Please turn every line of the items below into a numbered list, skipping blank lines. Leave the pictures out of your answer.

──────── Record excerpts ────────

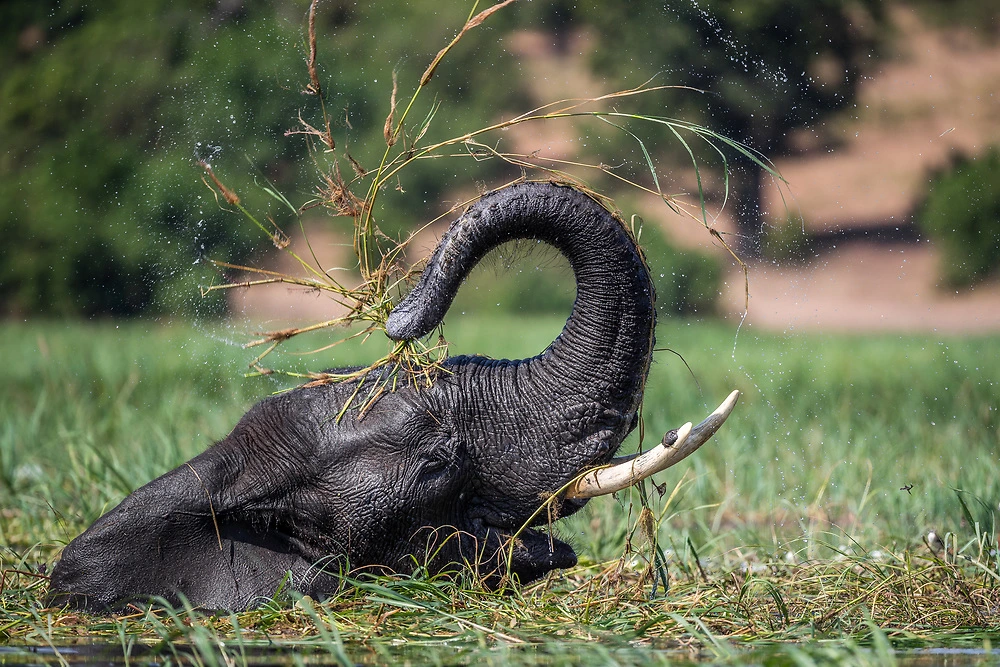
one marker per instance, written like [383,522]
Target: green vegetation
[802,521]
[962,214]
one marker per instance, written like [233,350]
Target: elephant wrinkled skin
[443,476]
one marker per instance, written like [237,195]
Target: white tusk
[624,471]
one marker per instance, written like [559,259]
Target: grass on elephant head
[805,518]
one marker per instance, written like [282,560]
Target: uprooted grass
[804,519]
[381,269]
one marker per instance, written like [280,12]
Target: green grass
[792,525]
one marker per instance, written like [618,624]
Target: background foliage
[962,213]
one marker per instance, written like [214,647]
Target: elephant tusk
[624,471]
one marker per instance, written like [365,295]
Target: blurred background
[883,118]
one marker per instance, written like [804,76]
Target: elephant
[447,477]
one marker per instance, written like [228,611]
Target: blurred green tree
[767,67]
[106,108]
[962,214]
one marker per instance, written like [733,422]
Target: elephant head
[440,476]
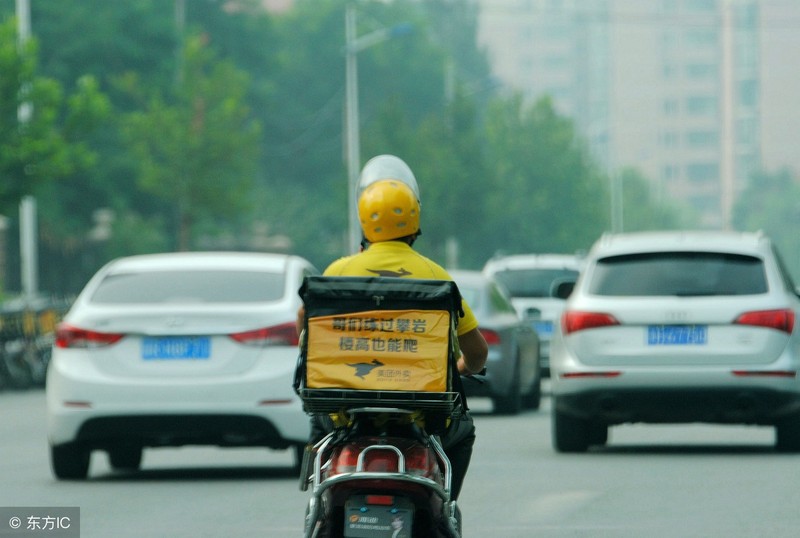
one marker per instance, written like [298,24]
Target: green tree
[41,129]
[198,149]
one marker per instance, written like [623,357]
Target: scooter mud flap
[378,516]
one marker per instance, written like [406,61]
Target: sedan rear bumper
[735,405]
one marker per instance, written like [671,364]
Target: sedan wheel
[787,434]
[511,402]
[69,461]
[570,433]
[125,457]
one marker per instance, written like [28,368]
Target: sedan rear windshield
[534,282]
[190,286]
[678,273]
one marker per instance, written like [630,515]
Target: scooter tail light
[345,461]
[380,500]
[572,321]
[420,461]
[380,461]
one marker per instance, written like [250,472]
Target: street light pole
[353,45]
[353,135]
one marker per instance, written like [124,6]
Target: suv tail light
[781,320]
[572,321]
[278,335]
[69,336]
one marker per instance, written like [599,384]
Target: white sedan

────────

_Solution for this exercise_
1. one marker per instance, written like [383,522]
2. Target: green vegetation
3. [802,521]
4. [962,214]
5. one marker per instance, written like [233,350]
6. Target: elephant wrinkled skin
7. [443,476]
8. one marker per instance, written like [237,195]
9. Target: white tusk
10. [624,471]
11. one marker per instance, written like [559,259]
12. Target: grass on elephant head
13. [805,518]
14. one marker per instance, written like [282,560]
15. Target: uprooted grass
16. [804,519]
17. [381,269]
18. one marker per instance, written like [280,12]
19. Target: green grass
20. [792,525]
21. one marker per instance, written like [618,624]
22. Target: background foliage
23. [962,213]
24. one marker per instance, written like [214,647]
25. Target: elephant tusk
26. [624,471]
27. one marker per instance, written like [365,295]
28. Target: blurred background
29. [883,118]
30. one marker per instance, written like [804,76]
31. Target: elephant
32. [447,477]
33. one marker per instance, written like [228,611]
34. Target: blurred green tree
35. [767,67]
36. [106,108]
37. [962,214]
38. one marker per instance, written like [733,422]
39. Target: elephant head
40. [440,476]
41. one marker per instance, written like [298,24]
42. Target: green tree
43. [41,129]
44. [198,149]
45. one marker per instance, written like [623,357]
46. Target: scooter mud flap
47. [378,516]
48. one marker per instance, written like [406,61]
49. Target: sedan rear bumper
50. [735,405]
51. one marker per instance, written like [671,364]
52. Target: sedan wheel
53. [787,434]
54. [511,402]
55. [69,461]
56. [570,433]
57. [125,457]
58. one marker per instance, written like [28,368]
59. Target: sedan rear windshield
60. [534,282]
61. [190,286]
62. [678,273]
63. one marker per instance, written like [630,515]
64. Target: scooter tail light
65. [345,461]
66. [380,500]
67. [572,321]
68. [420,461]
69. [380,461]
70. one marker per instance, written like [250,472]
71. Target: street light pole
72. [353,45]
73. [353,135]
74. one marker per instance, written like [124,6]
75. Target: suv tail light
76. [781,320]
77. [572,321]
78. [278,335]
79. [69,336]
80. one marker per instance, written like [599,384]
81. Target: white sedan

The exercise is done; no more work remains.